====== Raw data ======

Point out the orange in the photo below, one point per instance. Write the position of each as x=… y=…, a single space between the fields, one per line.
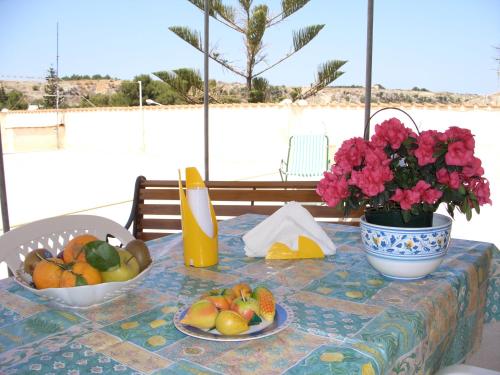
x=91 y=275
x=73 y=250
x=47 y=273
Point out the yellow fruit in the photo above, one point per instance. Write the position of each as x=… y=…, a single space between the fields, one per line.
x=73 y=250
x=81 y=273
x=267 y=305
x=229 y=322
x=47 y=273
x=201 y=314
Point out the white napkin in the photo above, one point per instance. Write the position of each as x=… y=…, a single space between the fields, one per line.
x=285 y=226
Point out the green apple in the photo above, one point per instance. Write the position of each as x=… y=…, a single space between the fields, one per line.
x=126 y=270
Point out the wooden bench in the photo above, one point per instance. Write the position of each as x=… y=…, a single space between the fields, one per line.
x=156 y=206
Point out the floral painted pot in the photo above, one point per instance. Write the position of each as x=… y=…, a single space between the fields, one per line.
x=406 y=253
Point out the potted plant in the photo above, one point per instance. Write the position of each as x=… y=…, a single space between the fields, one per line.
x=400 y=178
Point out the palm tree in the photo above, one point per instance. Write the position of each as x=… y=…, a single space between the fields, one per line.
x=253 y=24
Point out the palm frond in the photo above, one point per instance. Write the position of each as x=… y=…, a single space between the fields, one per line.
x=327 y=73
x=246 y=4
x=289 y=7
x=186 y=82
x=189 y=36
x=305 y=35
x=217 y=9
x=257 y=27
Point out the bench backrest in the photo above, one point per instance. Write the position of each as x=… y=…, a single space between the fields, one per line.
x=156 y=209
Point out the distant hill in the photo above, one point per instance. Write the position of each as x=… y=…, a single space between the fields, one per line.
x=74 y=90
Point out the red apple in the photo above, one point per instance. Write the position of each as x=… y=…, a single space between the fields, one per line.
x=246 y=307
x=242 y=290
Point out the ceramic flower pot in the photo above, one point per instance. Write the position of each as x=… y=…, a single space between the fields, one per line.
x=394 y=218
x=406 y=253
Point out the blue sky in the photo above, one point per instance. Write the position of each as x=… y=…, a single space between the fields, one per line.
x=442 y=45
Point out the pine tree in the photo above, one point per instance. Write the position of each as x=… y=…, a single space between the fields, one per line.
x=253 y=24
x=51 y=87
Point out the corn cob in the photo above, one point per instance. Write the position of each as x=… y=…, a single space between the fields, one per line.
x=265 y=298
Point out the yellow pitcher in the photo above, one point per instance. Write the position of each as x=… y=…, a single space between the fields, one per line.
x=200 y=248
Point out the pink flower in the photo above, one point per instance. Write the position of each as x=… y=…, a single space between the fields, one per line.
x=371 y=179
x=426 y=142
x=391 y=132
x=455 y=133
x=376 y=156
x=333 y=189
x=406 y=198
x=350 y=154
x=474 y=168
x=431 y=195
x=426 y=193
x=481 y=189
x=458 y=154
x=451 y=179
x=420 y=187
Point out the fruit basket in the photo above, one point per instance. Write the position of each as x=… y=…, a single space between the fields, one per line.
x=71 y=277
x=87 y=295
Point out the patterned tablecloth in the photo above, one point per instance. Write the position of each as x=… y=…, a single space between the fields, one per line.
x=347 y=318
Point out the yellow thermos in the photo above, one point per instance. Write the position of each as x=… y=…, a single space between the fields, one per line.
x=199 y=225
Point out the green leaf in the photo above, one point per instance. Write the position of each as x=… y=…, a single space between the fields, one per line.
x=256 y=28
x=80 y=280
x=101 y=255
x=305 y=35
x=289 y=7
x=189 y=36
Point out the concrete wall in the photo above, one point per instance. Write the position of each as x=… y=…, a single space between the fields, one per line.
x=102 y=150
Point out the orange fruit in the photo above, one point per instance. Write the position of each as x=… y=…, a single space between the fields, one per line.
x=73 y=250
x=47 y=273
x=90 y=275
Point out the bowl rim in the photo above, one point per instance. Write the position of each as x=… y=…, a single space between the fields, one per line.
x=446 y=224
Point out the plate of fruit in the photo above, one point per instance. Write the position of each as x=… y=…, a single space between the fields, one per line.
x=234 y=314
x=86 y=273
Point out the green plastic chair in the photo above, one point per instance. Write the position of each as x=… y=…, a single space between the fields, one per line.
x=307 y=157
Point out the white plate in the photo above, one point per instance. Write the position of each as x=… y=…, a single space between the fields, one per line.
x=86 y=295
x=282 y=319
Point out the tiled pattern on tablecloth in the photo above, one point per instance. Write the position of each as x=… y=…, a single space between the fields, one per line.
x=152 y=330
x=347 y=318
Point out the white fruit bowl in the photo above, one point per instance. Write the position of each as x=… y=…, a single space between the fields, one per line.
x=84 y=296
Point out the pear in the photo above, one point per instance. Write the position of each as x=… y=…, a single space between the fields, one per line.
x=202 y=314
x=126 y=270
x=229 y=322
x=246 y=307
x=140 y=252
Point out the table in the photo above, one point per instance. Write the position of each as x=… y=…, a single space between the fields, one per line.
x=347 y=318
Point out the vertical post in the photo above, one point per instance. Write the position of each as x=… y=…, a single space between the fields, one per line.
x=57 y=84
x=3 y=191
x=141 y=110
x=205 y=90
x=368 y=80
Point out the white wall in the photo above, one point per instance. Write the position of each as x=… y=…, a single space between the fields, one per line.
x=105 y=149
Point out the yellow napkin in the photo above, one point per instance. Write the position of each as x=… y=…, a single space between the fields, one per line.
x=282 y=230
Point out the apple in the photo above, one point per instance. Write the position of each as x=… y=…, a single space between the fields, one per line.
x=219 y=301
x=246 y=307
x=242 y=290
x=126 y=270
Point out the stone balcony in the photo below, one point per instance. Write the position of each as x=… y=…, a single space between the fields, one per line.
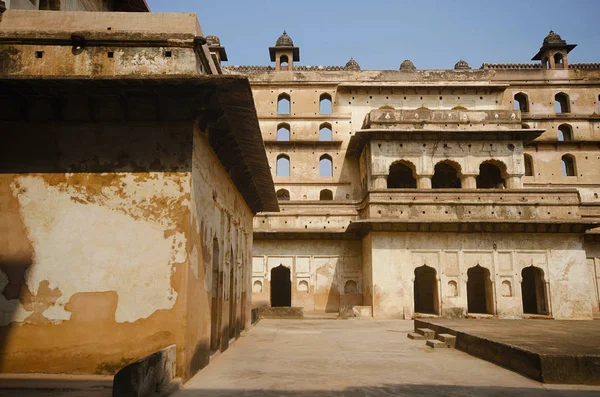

======

Task to complete: Write the entries above out in full, exactly, with no images.

Solution for this problem:
Point out the orange in the photo below, one point per instance. Write the position of each as x=… y=…, a single space between the fields, one per line.
x=91 y=275
x=73 y=250
x=47 y=273
Point out the yellow fruit in the photo above, one point per instance. Write the position of each as x=… y=…, a single space between the fields, one per line.
x=73 y=250
x=81 y=273
x=267 y=305
x=229 y=322
x=47 y=273
x=201 y=314
Point out the white napkin in the photo above, one point per instance. Write the position of each as x=… y=…, a single space between the fields, one per line.
x=285 y=226
Point out the green apple in the photo above, one point per instance. Write the position of each as x=… y=…, a single space between the fields, one per line.
x=126 y=270
Point out the wooden bench in the photo above, one point per instance. Write the position of each as x=… y=…, a single space between the fields, one per line.
x=156 y=206
Point out the floral painted pot in the photo above, one point per instance. Write the position of each as x=… y=…, a single space between the fields, one per line.
x=406 y=253
Point out the potted plant in the photo above, one point per instance. Write the position of each as x=… y=…, a single space between the fields, one per line.
x=400 y=178
Point out the palm tree in the photo above, one point per instance. Write the position of each as x=… y=…, a single space between the fields, one per line.
x=253 y=24
Point out the palm frond in the photo above, one point per instance. Write the position of each as x=… y=…, a single space between the fields, one per line.
x=327 y=73
x=246 y=4
x=289 y=7
x=186 y=82
x=189 y=36
x=305 y=35
x=217 y=9
x=257 y=27
Point out the bench backrest in the photo above, one point per instance. Write the position of each as x=… y=…, a single space between the fields, one per line.
x=156 y=209
Point out the distant hill in the photo above, one point per instance. Write the position of each as x=… y=…, a single space between the fields, one per line.
x=74 y=90
Point out the red apple in the photo above, one point per instance. Write the position of each as x=… y=…, a single space between the fields, one per line.
x=246 y=307
x=242 y=290
Point out the ceramic flower pot in the photo above, one point per instance. Write the position of each as x=… y=…, a single space between the fields, one per line.
x=394 y=218
x=406 y=253
Point out the blue sky in the photo above, one point per instance. Write the position of each as x=… y=…, a single space between the fields, one per line.
x=442 y=45
Point out the pine tree in the photo above, one point per instance. Write the position of each as x=… y=…, a single space between the fields, one per line.
x=253 y=24
x=51 y=87
Point out the corn cob in the photo above, one point per instance. Write the position of each as x=… y=…, a single space between the fields, one per line.
x=265 y=298
Point out the yellow pitcher in the photo above, one point per instance. Write the position of each as x=… y=…, a single space between the fields, one per line.
x=200 y=248
Point out the pink flower in the photo above, one point per instance. Write the position of each as x=… y=…, a single space between the fields, one per line.
x=371 y=179
x=426 y=142
x=391 y=132
x=455 y=133
x=376 y=156
x=333 y=189
x=406 y=198
x=350 y=154
x=474 y=168
x=431 y=195
x=426 y=193
x=481 y=189
x=458 y=154
x=451 y=179
x=420 y=187
Point out the fruit basket in the photo above, one point per instance. Write the position of each as x=… y=…, a single space between the fields, one per line.
x=71 y=277
x=87 y=295
Point out the patterned tablecloth in the photo above, one point per instance. Write the position of each as x=… y=…, a single space between the fields, one per line.
x=347 y=318
Point out the yellow thermos in the photo above, one point per instance. Write the position of each as x=… y=…, a single space between the fields, one per line.
x=199 y=225
Point out the green leaf in the photo above, one point per instance. Write the position of each as x=… y=…, a single space between the fields, one per line.
x=256 y=28
x=80 y=280
x=101 y=255
x=305 y=35
x=289 y=7
x=189 y=36
Point out the concrete wall in the photo above, one point per instance. Write the position of each as x=… y=…, a single space between the fields, one per line.
x=102 y=150
Point out the orange fruit in the photo above, one point per instance. Write the position of each as x=… y=…, a single space between the fields, one per line.
x=73 y=250
x=47 y=273
x=90 y=275
Point out the bowl rim in the photo above, one point per instance. Write the position of each as x=… y=…, a single space between the fields, one per line.
x=446 y=224
Point out the plate of fruit in the photo above, one point per instance. Write the position of each as x=… y=…, a single space between the fields, one per line.
x=234 y=314
x=86 y=273
Point out the green plastic chair in the photo above, one point per instance. Write the position of each as x=… y=…, a single space between the fields, one per line.
x=307 y=157
Point out the white plate in the photo above, one point per instance. Write the position of each as x=… y=…, a single space between the fields, one per line.
x=86 y=295
x=282 y=319
Point out the tiled pattern on tablecloth in the photo above, one point per instance. Write the position of each as x=… y=…, a single space between the fields, one per line.
x=152 y=330
x=347 y=318
Point out the white fruit bowl in the photo above, one point per instance. Write the position of each as x=… y=…, a single space between the fields, one per line.
x=84 y=296
Point out the pear in the photo above, one point per instance. Write the position of each as x=… y=…, a single space between the fields, one per line.
x=202 y=314
x=126 y=270
x=229 y=322
x=246 y=307
x=140 y=252
Point out the table in the photo above, one point per instance. Write the position of each as x=… y=…, a single space between the fields, one per line.
x=347 y=318
Point out the vertical post in the photo above, one point per instance. Write the position of each as x=… y=…, a single space between the fields, one per line.
x=57 y=84
x=3 y=191
x=141 y=110
x=205 y=90
x=368 y=80
Point out the white wall in the photo above, one point per instance. Write the position of each as x=… y=…, a single space between the fields, one per line.
x=105 y=149
Point out the yellow napkin in the photo above, one point per instance. Write the position of each as x=… y=…, a single space between the fields, one per line.
x=282 y=230
Point out the apple in the photo above, one point per instance. Write the position of each as x=… y=…, a single space between the fields, one per line.
x=219 y=301
x=246 y=307
x=242 y=290
x=126 y=270
Point out the stone balcony in the photo below, one point per instance. Write the position of each as x=… y=…, a single space between the fields, one per line.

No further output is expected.